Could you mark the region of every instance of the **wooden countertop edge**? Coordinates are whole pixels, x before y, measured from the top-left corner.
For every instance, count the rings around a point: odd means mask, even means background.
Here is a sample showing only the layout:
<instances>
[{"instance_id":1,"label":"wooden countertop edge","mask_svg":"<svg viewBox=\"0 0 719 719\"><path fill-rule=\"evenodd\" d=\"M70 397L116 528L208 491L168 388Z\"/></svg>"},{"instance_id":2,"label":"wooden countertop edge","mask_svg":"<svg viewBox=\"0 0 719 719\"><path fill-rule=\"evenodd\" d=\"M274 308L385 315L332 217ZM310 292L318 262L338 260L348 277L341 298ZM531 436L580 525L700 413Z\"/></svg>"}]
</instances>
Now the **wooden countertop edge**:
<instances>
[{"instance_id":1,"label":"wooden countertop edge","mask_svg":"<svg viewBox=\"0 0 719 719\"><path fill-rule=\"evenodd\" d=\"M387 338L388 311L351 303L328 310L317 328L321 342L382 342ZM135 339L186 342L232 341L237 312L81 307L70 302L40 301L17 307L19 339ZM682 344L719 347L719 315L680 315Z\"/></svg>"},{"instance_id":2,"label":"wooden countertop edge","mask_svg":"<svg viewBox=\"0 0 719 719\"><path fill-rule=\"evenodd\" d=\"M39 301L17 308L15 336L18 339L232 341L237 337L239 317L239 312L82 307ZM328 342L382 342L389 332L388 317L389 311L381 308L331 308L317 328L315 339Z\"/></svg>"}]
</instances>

DIRECTION
Can you repeat all of the material above verbatim, leaving every character unchanged?

COMPLETE ANSWER
Could you mark the region of every instance of the **wooden countertop edge**? Coordinates are whole pixels, x before y, measured from the top-left corner.
For every instance, count the rings around a point: odd means mask, even means background.
Here is a sample showing only the layout:
<instances>
[{"instance_id":1,"label":"wooden countertop edge","mask_svg":"<svg viewBox=\"0 0 719 719\"><path fill-rule=\"evenodd\" d=\"M70 397L116 528L208 491L168 388Z\"/></svg>"},{"instance_id":2,"label":"wooden countertop edge","mask_svg":"<svg viewBox=\"0 0 719 719\"><path fill-rule=\"evenodd\" d=\"M274 308L385 315L332 217ZM310 292L318 262L338 260L348 277L341 298ZM531 436L580 525L700 413Z\"/></svg>"}]
</instances>
Now the **wooden countertop edge**:
<instances>
[{"instance_id":1,"label":"wooden countertop edge","mask_svg":"<svg viewBox=\"0 0 719 719\"><path fill-rule=\"evenodd\" d=\"M387 338L388 311L351 303L328 310L317 328L321 342L382 342ZM135 339L186 342L232 341L237 312L81 307L70 302L40 301L17 307L19 339ZM682 344L719 347L719 315L680 315Z\"/></svg>"},{"instance_id":2,"label":"wooden countertop edge","mask_svg":"<svg viewBox=\"0 0 719 719\"><path fill-rule=\"evenodd\" d=\"M39 301L17 308L15 336L18 339L232 341L237 337L239 317L239 312L82 307ZM328 342L382 342L389 332L388 317L389 311L381 308L331 308L317 328L315 339Z\"/></svg>"}]
</instances>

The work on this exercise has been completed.